▶ [TEXTE FOURNI]:
────────────────────

De la côte atlantique française à la Méditerranée espagnole, les industries marines trouvent de nouveaux moyens de transformer leurs déchets en trésors.
Dans le bassin d'Arcachon, l'ostréiculture est pratiquée depuis des siècles et produit certains des meilleurs coquillages du monde. Mais le secteur est confronté à un défi de taille : la plupart des huîtres meurent avant d'être récoltées, comme l'explique l'ostréiculteur Benjamin Legeron : « Sur le lot d'huîtres que j'ai trié hier, j'ai eu 50 % de mortalité, ce qui est déjà considérable. Mais certains de mes collègues subissent des pertes de 80 à 90 %, ce qui est vraiment énorme. »
Cette mortalité génère des milliers de tonnes de déchets de coquillages par an. Plutôt que de les traiter comme des déchets, le comité régional de la conchyliculture les collecte et les réutilise.
« Nous cherchons de nouvelles pistes pour augmenter sans cesse la valeur ajoutée du produit », explique Matthieu Cabaussel, directeur du Comité régional de la conchyliculture Arcachon-Aquitaine. « Nous essayons également de développer des projets innovants avec des chaînes d'approvisionnement de plus en plus locales lorsque c'est possible, avec une véritable réutilisation au niveau local. »
Une application innovante provient de l'équipe du professeur David Grégoire de l'Université de Pau et des Pays de l'Adour. Ils ont mis au point un béton écologique à base de coquillages broyés au lieu du sable et du gravier traditionnels, associé à un ciment sans clinker dont les émissions de CO₂ sont inférieures de 75 % à celles des ciments de construction conventionnels.
« Elles sont naturellement fibreuses », explique le professeur Grégoire. « Tandis que le béton conventionnel, lorsqu'il est comprimé, se brise, nous aurons ici un béton qui se brise progressivement et conserve sa forme après la rupture. Un autre avantage important est que le béton est très esthétique. Une fois polis, les coquillages sont visibles, ce qui permet de créer un matériau qui représente un produit cultivé localement. »

────────────────────

▶ [DONNÉES FOURNIES]:
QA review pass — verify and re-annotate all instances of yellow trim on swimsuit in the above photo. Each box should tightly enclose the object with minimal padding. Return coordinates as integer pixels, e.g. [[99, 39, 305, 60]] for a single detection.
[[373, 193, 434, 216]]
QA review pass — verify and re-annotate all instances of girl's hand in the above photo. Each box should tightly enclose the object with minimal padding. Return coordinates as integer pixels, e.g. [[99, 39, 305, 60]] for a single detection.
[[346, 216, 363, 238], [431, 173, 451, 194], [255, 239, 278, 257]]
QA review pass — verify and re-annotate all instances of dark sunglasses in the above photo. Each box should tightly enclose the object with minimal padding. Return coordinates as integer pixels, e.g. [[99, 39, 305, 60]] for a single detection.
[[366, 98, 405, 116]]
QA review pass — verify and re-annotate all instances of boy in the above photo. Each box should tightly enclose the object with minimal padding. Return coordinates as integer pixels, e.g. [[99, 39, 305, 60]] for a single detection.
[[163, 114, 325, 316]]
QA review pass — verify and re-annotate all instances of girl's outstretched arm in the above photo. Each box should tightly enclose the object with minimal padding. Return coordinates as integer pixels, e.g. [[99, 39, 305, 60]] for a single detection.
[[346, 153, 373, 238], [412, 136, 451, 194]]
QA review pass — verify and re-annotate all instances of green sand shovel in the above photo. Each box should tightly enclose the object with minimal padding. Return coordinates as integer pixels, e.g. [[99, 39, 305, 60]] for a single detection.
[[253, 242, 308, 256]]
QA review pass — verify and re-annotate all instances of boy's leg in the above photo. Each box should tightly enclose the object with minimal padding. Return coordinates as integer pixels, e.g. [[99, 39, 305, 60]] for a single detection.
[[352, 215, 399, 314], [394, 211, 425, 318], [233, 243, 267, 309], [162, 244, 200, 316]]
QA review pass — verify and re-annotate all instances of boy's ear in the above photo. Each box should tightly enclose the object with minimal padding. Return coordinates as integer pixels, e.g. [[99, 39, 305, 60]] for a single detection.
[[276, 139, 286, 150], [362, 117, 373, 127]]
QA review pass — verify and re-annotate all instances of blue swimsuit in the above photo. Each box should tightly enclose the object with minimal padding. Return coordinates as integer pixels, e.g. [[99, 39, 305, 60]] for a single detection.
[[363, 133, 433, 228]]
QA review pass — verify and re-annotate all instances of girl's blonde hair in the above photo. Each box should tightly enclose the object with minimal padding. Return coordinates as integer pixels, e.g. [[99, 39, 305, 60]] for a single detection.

────────────────────

▶ [OBJECTIF 1]: Indiquez si chacune des affirmations (a), (b) et (c) concorde avec le texte sur les coquilles d'huîtres ci-dessus, en répondant par oui ou par non et en citant fidèlement les mots du texte qui tranchent. (a) Benjamin Legeron a constaté 50 % de mortalité sur le lot d'huîtres trié la veille. (b) Le béton écologique contient des coquillages broyés en plus du sable et du gravier traditionnels. (c) Le ciment sans clinker émet 75 % de CO₂ de moins que les ciments de construction conventionnels.
▶ [OBJECTIF 2]: Poursuivez le texte sur la réutilisation des coquilles d'huîtres à partir de sa dernière phrase.

▶ [RÉPONSE RÉDIGÉE 1]:
(a) Oui : « Sur le lot d'huîtres que j'ai trié hier, j'ai eu 50 % de mortalité ».
(b) Non : « à base de coquillages broyés au lieu du sable et du gravier traditionnels ».
(c) Oui : « dont les émissions de CO₂ sont inférieures de 75 % à celles des ciments de construction conventionnels ».

▶ [RÉPONSE RÉDIGÉE 2]:
Casser des coquillages au bord de la mer
Les visiteurs de la plus haute dune de sable d'Europe, la dune du Pilat, marchent déjà sur des sentiers faits de ce béton à base d'huîtres, dont l'origine et la production se situent à moins de 20 kilomètres du site. La passerelle de 100 mètres, qui accueille des millions de touristes chaque année, constitue un site d'essai idéal pour tester la durabilité du matériau en cas de trafic piétonnier intense.
« Nous avons une vraie démarche d'économie circulaire en recyclant sur ce site les déchets produits dans cette région, ce qui permet aussi de valoriser cette démarche auprès du grand public puisque le site est extrêmement fréquenté », précise le professeur Grégoire.
L'équipe étend maintenant ses essais à des environnements plus difficiles. Dans le port historique de Socoa, sur la côte atlantique française, ils expérimentent un mortier à faible teneur en carbone contenant des coquilles d'huîtres traitées pour renforcer des murs portuaires en pierre vieux de plusieurs siècles.
La mise au point d'un mélange suffisamment résistant pour supporter les conditions côtières difficiles n'est pas une tâche triviale. « À marée haute, le niveau de l'eau sera au-dessus de moi, de sorte que le matériau sera submergé en deux ou trois heures. Il doit se fixer pendant cette période pour résister à la marée suivante », explique le professeur Grégoire.
Des applications encore plus prometteuses sont également en cours de développement. Dans la zone intertidale située derrière le fort de Socoa datant du XVIIe siècle, les chercheurs ont placé des dizaines de petits blocs de béton fabriqués à partir de coquilles d'huîtres afin d'étudier l'interaction de la vie marine avec ces matériaux.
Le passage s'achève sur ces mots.